Brief:
Copy the passage of the forum thread about the October meet and greet from "## CharlieS (Sep" to "to meeting everyone!!" word for word.

Excerpt provided:
○ ○ ○ ○ ○

As it stands right now, we are heading out for a stay on Lake Superior above Duluth, MN.  From there we were thinking of going to Washington DC.  We should be there sometime around October.  So if something doesn't drastically change my plans, for instance, my failing 87 year old mother confined to a bed in a rest home in Dayton, OH, we are going to try to make the meet and greet.

I must say my wife told me not to mess with the refrigerator, but I decided to clean the board/contacts up anyway.  What I forgot to do after I turned off the gas and unplugged the 115 V ac, was to switch the 12 V dc to off.  Not a good move.  I know they make a dinosaur board for the 14 year old Dometic refrigerator, however, I'm not entirely sure a new board will fix it.  My track record with my wife isn't too good right now and she's afraid I'll really screw it up. :laugh:  :laugh:  :laugh:  :bleh:


----------



## Guest (Sep 4, 2009)

Re: October Meet and Greet

well as ken and others have said ,, come on down ,, we can fix it right there ,, ken has agreat shop ,, and i'll do it for free ,, can't speak for ken though  :laugh:  but would be great if u all can make it ,, but as said ,, if u'r genset is too loud ,, u can park next to me ,, i am being put up in the north forty ,, due to loud genset ,, but not in this mh ,, it's about average noise ,, unless i decide to install a header on it before we go    :laugh:  :laugh:  :laugh:


----------



## C Nash (Sep 4, 2009)

Re: October Meet and Greet

Rod recond Kens pasture is long enough for a good drag race.  You bring yours and I'll bring my sons and we'll really blast some noise :laugh:  :laugh: 
Both them chevies should really sound off.   :laugh:


----------



## Grandview Trailer Sa (Sep 8, 2009)

Re: October Meet and Greet



Nash, Hope you can make it!! 

For some general information and for me to get a handle who is coming, I have added a page to my website. You will see a list of folks who are coming and are trying to. 

Website: www.grandviewtrailersales.com 

Click on the link on the left for: 2009 RVUSA Meet and Greet. 
I am not inviting the world, so you will have to sign in to that page. 
E-mail address to use: meet@rvusa.com 
Password: meet


----------



## CharlieS (Sep 8, 2009)

Re: October Meet and Greet

Donna and I plan to be there.. I think this is going to be a blast and we are looking forward to meeting everyone!!

Charlie


----------



## H2H1 (Sep 8, 2009)

Re: October Meet and Greet

great to hear that, and yes it will be a blast. :laugh:


----------



## Shadow (Sep 8, 2009)

Re: October Meet and Greet

Come on Chelse!  Been trying to meet up with Ya for years.


----------



## Cindy Hendricks (Sep 9, 2009)

Re: October Meet and Greet

Wish I could come up and meet everyone but my kids have school.  Will you send me some pictures?


----------



## Grandview Trailer Sa (Sep 9, 2009)

Re: October Meet and Greet

We will miss you Cindy..there will be lots of pictures, so you will get some.

○ ○ ○ ○ ○

Information given:
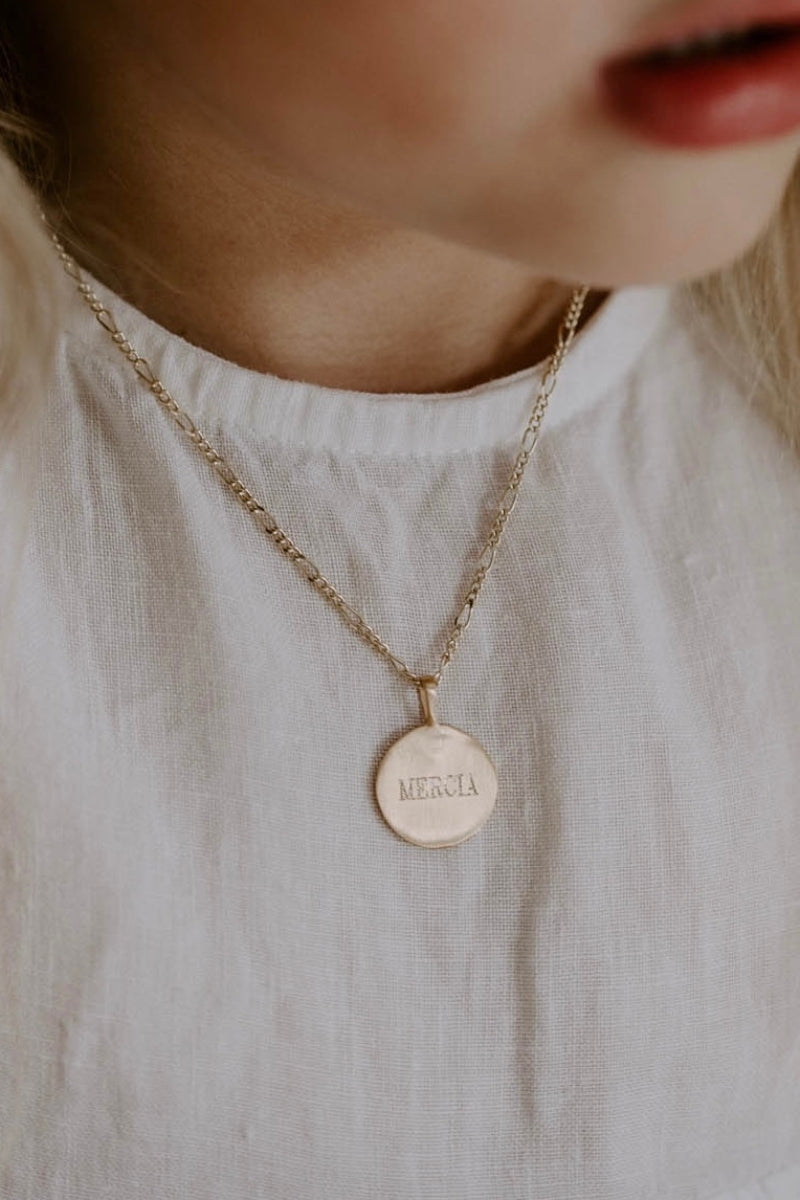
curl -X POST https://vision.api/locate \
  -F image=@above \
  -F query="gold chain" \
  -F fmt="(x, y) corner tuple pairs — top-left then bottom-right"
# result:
(48, 227), (589, 689)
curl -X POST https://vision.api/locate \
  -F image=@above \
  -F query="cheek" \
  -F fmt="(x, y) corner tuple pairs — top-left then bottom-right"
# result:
(127, 0), (575, 163)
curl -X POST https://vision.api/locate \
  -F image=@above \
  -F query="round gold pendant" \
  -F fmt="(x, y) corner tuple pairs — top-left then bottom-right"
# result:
(375, 679), (498, 850)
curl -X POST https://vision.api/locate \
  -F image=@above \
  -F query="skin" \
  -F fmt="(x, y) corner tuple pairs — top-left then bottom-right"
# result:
(25, 0), (800, 392)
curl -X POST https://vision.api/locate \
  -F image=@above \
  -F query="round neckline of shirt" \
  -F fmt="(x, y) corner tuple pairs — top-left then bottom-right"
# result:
(70, 268), (672, 457)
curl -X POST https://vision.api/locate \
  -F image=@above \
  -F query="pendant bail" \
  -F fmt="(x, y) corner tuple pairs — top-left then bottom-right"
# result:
(417, 676), (439, 725)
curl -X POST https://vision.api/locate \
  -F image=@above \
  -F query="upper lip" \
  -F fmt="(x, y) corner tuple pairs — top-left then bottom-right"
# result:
(615, 0), (800, 59)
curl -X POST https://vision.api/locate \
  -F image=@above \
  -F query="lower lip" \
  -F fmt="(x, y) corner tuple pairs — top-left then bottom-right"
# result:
(599, 26), (800, 148)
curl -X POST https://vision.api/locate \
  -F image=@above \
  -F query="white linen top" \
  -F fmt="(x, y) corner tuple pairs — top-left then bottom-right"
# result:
(0, 272), (800, 1200)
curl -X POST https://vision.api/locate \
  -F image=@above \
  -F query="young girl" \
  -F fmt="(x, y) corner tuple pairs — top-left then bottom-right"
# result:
(0, 0), (800, 1200)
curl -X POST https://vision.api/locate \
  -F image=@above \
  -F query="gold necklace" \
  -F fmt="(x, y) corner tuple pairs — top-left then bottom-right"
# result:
(48, 215), (589, 848)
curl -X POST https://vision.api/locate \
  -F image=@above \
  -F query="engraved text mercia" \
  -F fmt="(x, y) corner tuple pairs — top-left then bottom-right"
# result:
(398, 773), (479, 800)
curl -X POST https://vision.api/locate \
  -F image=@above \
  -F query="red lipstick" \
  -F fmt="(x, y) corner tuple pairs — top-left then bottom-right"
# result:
(597, 0), (800, 149)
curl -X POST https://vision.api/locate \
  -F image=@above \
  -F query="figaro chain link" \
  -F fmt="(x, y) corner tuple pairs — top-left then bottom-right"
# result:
(46, 222), (589, 689)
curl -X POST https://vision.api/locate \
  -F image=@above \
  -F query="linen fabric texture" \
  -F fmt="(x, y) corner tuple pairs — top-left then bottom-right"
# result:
(0, 274), (800, 1200)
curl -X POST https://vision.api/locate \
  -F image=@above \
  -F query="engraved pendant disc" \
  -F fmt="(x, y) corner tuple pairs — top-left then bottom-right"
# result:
(375, 721), (498, 848)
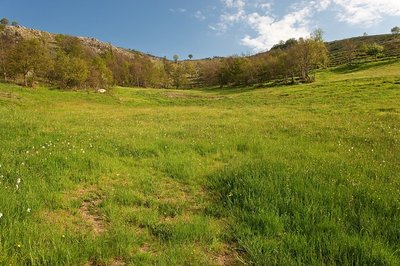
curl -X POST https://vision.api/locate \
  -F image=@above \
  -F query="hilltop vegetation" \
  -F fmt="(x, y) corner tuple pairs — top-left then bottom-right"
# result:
(0, 21), (400, 90)
(0, 56), (400, 265)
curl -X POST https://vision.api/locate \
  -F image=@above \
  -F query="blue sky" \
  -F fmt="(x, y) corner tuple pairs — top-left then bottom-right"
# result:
(0, 0), (400, 58)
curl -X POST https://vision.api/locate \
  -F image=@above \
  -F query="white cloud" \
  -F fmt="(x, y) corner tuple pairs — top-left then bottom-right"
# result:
(169, 8), (187, 13)
(241, 7), (311, 52)
(333, 0), (400, 27)
(194, 11), (206, 21)
(209, 0), (400, 52)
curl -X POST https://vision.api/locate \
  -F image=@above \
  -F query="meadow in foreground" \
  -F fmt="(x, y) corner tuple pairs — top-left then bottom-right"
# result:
(0, 62), (400, 265)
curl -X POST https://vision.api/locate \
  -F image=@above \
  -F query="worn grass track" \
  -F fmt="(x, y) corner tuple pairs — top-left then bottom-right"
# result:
(0, 62), (400, 265)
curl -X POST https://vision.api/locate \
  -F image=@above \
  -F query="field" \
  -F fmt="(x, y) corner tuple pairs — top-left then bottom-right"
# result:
(0, 61), (400, 265)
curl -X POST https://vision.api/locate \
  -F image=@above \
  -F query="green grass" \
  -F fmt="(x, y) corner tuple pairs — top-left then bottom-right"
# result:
(0, 62), (400, 265)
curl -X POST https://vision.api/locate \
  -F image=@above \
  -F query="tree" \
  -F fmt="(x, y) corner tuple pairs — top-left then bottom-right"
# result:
(52, 52), (90, 89)
(9, 39), (51, 87)
(294, 39), (328, 82)
(311, 28), (325, 42)
(366, 43), (385, 59)
(391, 26), (400, 34)
(343, 39), (357, 65)
(0, 34), (13, 81)
(0, 18), (10, 25)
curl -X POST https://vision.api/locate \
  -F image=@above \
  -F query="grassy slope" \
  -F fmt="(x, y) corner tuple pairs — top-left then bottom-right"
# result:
(0, 60), (400, 265)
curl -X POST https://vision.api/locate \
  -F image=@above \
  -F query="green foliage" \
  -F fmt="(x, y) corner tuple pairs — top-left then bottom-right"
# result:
(7, 39), (51, 87)
(390, 26), (400, 34)
(364, 43), (385, 58)
(52, 52), (90, 89)
(0, 59), (400, 265)
(0, 18), (10, 25)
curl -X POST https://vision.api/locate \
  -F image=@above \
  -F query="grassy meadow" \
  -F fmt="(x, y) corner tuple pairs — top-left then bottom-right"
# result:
(0, 61), (400, 265)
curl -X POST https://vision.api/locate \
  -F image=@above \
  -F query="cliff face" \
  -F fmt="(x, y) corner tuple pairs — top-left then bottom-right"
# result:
(1, 26), (160, 60)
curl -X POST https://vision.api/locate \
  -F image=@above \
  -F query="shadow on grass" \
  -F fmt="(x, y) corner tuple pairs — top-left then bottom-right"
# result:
(332, 59), (398, 74)
(197, 82), (298, 95)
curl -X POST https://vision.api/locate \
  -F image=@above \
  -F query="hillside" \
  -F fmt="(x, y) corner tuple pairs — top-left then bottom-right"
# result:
(0, 61), (400, 265)
(326, 34), (400, 66)
(0, 26), (399, 92)
(2, 26), (160, 59)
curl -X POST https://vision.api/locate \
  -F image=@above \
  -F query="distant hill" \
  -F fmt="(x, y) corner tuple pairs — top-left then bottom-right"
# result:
(2, 26), (161, 60)
(3, 26), (400, 66)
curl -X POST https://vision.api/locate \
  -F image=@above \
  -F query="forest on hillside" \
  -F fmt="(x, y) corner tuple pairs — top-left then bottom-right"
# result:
(0, 19), (396, 90)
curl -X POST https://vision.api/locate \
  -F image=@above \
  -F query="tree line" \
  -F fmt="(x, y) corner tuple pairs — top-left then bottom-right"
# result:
(0, 21), (328, 89)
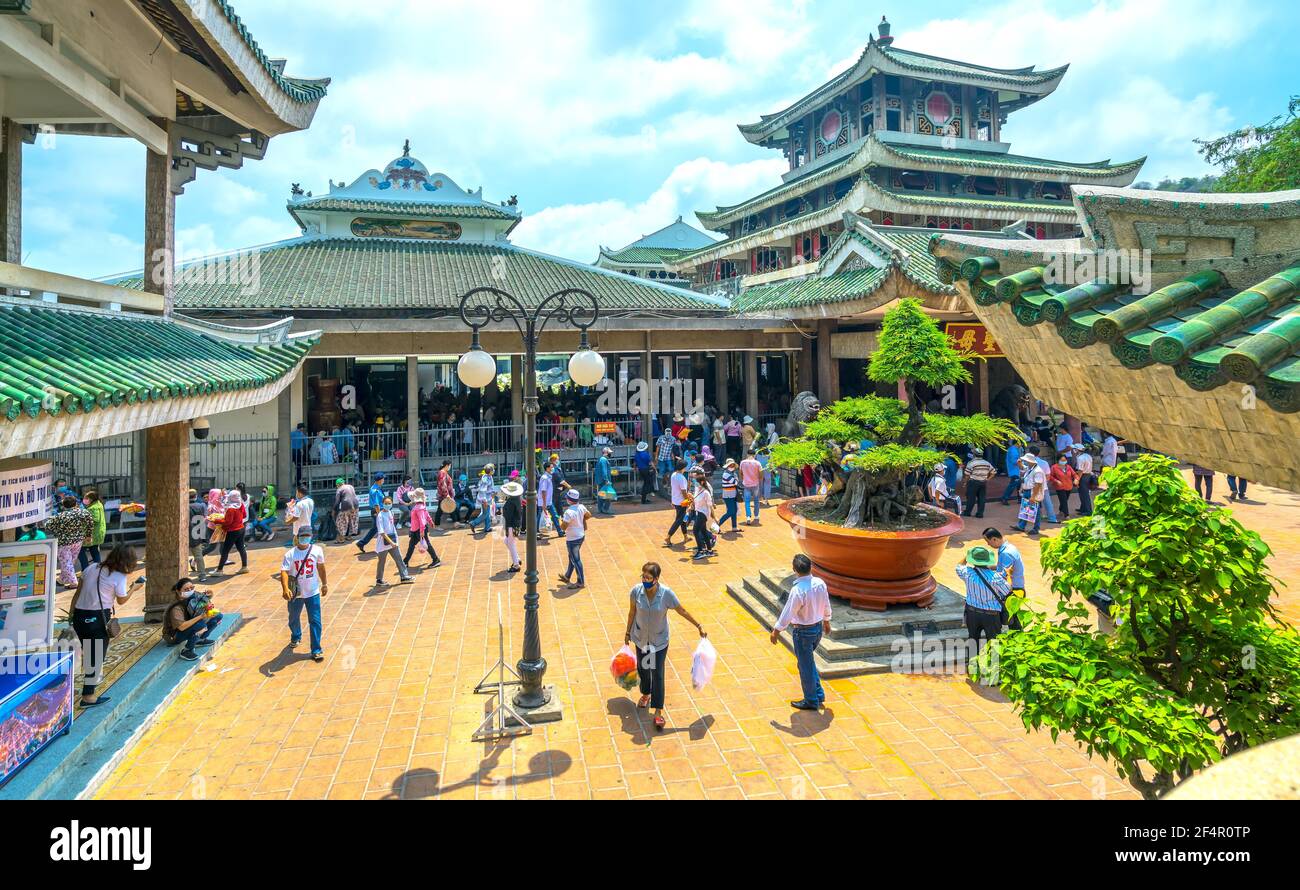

○ ○ ○ ○ ○

Response below:
## CharlieS (Sep 8, 2009)

Re: October Meet and Greet

Donna and I plan to be there.. I think this is going to be a blast and we are looking forward to meeting everyone!!